— Start —

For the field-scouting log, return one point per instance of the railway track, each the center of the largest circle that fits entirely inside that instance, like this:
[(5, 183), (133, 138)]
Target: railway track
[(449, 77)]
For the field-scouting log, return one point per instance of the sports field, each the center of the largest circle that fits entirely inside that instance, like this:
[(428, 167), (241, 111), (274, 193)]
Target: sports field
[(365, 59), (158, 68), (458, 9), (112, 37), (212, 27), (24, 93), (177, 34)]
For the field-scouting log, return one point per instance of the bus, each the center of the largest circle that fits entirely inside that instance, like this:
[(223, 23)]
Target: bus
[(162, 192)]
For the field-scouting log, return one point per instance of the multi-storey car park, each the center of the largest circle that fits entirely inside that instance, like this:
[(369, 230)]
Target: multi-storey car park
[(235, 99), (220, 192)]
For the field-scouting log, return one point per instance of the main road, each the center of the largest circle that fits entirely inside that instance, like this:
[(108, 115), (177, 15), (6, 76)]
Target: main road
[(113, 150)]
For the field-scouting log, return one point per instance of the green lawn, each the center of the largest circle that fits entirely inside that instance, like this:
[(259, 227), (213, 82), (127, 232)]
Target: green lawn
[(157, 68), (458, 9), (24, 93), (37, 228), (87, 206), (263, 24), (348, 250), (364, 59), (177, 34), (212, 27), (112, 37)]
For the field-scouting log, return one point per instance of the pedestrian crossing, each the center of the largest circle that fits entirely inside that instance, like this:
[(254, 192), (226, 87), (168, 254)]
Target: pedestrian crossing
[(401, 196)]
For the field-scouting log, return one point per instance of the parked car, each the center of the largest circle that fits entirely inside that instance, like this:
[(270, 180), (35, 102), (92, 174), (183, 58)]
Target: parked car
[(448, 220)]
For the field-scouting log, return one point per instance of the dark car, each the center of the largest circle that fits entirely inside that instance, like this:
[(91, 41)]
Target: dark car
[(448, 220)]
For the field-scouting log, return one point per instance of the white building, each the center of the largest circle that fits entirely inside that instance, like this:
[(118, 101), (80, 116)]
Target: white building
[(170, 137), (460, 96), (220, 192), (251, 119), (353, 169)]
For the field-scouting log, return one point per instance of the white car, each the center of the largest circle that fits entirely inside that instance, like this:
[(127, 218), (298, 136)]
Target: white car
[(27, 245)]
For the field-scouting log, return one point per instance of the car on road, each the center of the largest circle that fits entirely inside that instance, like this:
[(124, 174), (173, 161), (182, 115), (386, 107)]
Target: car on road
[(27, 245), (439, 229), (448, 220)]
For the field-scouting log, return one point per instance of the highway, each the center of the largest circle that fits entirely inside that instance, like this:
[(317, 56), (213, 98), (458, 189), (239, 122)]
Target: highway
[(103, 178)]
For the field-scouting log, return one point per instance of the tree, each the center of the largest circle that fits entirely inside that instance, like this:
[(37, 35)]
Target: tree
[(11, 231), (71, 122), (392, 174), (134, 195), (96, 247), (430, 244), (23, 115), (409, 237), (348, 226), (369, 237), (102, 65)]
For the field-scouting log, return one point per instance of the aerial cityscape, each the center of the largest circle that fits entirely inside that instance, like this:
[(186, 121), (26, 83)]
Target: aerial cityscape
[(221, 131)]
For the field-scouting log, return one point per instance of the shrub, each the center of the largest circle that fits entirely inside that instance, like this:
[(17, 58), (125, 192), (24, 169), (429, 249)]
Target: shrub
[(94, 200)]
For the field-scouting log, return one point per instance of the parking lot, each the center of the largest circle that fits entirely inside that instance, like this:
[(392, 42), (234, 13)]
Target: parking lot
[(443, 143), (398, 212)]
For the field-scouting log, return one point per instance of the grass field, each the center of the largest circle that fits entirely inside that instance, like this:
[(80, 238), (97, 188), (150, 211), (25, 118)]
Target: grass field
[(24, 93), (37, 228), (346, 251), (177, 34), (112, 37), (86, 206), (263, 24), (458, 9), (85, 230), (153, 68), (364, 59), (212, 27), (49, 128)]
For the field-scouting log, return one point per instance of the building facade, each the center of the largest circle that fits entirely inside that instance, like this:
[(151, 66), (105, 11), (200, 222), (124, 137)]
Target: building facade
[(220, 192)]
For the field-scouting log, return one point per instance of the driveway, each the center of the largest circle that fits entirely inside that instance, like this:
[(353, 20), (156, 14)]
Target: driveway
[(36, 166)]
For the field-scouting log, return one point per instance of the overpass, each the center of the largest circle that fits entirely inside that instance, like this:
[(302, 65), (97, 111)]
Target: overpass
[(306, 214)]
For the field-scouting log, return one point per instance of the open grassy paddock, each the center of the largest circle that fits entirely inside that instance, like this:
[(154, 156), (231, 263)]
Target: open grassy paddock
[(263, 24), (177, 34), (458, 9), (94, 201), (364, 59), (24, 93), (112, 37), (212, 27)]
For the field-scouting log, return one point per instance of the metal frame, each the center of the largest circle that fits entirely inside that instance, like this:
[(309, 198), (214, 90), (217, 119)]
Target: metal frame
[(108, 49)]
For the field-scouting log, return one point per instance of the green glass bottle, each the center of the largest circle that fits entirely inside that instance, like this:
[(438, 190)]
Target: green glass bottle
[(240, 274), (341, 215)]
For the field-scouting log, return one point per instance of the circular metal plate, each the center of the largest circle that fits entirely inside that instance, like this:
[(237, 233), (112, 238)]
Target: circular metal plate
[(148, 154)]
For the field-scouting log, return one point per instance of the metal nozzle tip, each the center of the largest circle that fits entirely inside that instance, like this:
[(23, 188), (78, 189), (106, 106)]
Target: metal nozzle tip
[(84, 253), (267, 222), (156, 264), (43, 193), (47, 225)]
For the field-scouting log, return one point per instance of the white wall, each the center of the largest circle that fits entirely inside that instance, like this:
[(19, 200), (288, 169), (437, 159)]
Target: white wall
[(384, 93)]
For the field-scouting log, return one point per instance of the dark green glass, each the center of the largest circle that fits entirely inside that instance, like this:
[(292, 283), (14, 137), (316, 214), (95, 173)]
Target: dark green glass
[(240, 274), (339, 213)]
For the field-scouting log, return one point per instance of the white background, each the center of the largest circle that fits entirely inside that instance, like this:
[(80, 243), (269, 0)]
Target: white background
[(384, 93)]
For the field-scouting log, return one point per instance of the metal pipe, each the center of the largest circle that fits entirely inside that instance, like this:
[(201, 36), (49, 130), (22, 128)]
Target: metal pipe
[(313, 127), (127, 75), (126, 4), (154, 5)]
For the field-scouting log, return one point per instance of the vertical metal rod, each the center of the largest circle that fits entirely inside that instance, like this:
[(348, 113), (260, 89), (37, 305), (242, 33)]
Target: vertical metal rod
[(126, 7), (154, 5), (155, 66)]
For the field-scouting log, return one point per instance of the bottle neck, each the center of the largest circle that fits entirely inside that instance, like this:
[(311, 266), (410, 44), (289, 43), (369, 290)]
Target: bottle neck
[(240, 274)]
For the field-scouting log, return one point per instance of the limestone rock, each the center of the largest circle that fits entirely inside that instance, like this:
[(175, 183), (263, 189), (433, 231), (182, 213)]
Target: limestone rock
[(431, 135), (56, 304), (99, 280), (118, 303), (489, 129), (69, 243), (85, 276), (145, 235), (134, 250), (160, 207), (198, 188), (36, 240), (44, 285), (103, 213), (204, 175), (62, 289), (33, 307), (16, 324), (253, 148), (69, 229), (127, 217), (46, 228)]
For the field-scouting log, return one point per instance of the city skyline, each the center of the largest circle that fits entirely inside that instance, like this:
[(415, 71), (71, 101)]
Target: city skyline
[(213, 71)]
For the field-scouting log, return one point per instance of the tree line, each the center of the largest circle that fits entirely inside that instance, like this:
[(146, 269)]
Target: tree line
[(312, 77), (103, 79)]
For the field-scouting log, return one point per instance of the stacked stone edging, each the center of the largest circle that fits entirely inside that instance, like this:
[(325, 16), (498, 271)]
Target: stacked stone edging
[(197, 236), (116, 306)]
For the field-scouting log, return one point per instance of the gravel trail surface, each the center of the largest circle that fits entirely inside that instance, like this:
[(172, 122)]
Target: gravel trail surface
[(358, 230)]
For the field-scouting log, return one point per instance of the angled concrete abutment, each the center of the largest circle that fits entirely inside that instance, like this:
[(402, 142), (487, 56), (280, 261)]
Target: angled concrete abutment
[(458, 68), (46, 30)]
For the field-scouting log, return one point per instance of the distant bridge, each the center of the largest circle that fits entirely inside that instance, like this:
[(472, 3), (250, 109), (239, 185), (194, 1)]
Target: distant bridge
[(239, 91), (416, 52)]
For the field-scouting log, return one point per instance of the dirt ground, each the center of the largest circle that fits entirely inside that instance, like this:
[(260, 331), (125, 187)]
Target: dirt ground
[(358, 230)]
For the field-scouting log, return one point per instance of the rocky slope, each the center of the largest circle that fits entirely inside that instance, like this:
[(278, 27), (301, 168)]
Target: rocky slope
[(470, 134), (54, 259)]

— End —

_What to do_. Please copy the data again, starting at the line that contains "the highway, each" and ending at the line that contains "[(221, 131)]", with both of those lines included. Raise every coordinate in the answers by 120, and leave the sample coordinates in the requests unchanged.

_Response for this exercise_.
For the field-scouting log, return one point per instance of the highway, each the center of the largest circle that fits entirely inside that instance, like this:
[(317, 56), (213, 98), (458, 189), (239, 122)]
Target: highway
[(223, 298)]
For the field-scouting log, return one point per instance of the tree, each the center of the largest circle that fits entirely inside that instance, like this:
[(37, 35)]
Target: tree
[(131, 351), (191, 242), (512, 294), (254, 315), (216, 367), (550, 364), (143, 235), (529, 357), (468, 346), (489, 357), (222, 185)]
For the field-scouting log, return one point per instance of the aerial cityscape, each the center of the largest circle that fits entirely inside that instance, like this:
[(186, 121), (26, 83)]
Target: aerial cityscape
[(341, 251)]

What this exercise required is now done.